■ **Given text**:
++++

Higgins didn’t test for multipath performance, but he did some extensive comparison of speed and performance at simulated ranges with the Azimuth testing rig, which isolates devices from outside signals. This equipment is also used by manufacturers, so it’s a meaningful comparison of claimed performance rather than the real-world performance Higgins normally looks into (and found wanting).
One element that complicated testing is the constantly changing driver releases for this early equipment, which is not surprising. Higgins had difficulties with one of Buffalo’s products, found a newer driver in review equipment than in that he purchased from a retail channel or was on Buffalo’s site, and spotted the new drivers for download after he queried the company.
What Higgins found is that all three Draft N devices drop off in performance at far shorter distances than either the Airgo 3rd gen NetGear unit or plain old 802.11g. While G can’t hold a candle to throughput over shorter ranges, it continues at a decent speed for far greater simulated distances.
Higgins expects some criticism for not testing multipath performance in simulation, but the fact that the Airgo-based device performed substantially better than the Draft N equipment would seem to defuse that argument.

++++

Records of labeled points
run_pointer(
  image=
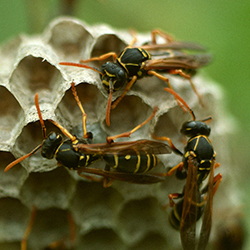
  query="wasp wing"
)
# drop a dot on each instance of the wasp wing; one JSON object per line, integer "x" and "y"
{"x": 173, "y": 45}
{"x": 207, "y": 214}
{"x": 125, "y": 148}
{"x": 182, "y": 61}
{"x": 189, "y": 212}
{"x": 127, "y": 177}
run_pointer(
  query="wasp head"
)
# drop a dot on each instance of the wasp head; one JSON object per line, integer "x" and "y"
{"x": 194, "y": 128}
{"x": 50, "y": 145}
{"x": 114, "y": 77}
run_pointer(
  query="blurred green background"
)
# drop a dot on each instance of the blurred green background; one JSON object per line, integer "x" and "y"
{"x": 221, "y": 26}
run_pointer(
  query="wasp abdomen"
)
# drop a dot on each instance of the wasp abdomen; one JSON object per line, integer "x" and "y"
{"x": 132, "y": 163}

++++

■ **Tasks to carry out**:
1 – According to the passage on Draft N wireless testing, what does the Azimuth testing rig do to the devices?
2 – Pick up the passage on Draft N wireless testing after its last sentence and continue it.
The listing plays no part in this work.

■ **Answers provided**:
1 – It isolates them from outside signals.

2 –
Higgins now advises against buying Draft N products at this time. He writes, “With high prices, immature drivers and firmware, no guarantee of upgrade to standard 11n when it’s released and now - shown for the first time - evidence that some current products doesn’t even perform better than 802.11g at lower signal levels, I can’t think of an upside that justifies the expense and hassle.”
He also continues to stand by his review from earlier this year of third-generation Airgo-based equipment as the latest firmware continues to have the bad neighbor problem for legacy B/G networks on 2.4 GHz channel 6.
Another part of this report will be posted soon.
Posted by Glennf at June 1, 2006 3:02 PM
Categories: Draft N
Is it true that he connected the antennas one to one, antenna #1 on the AP to antenna #1 on the card, ant #2 to ant #2 and so on? If this is the case this is a major mistake. You can not test a MIMO system this way.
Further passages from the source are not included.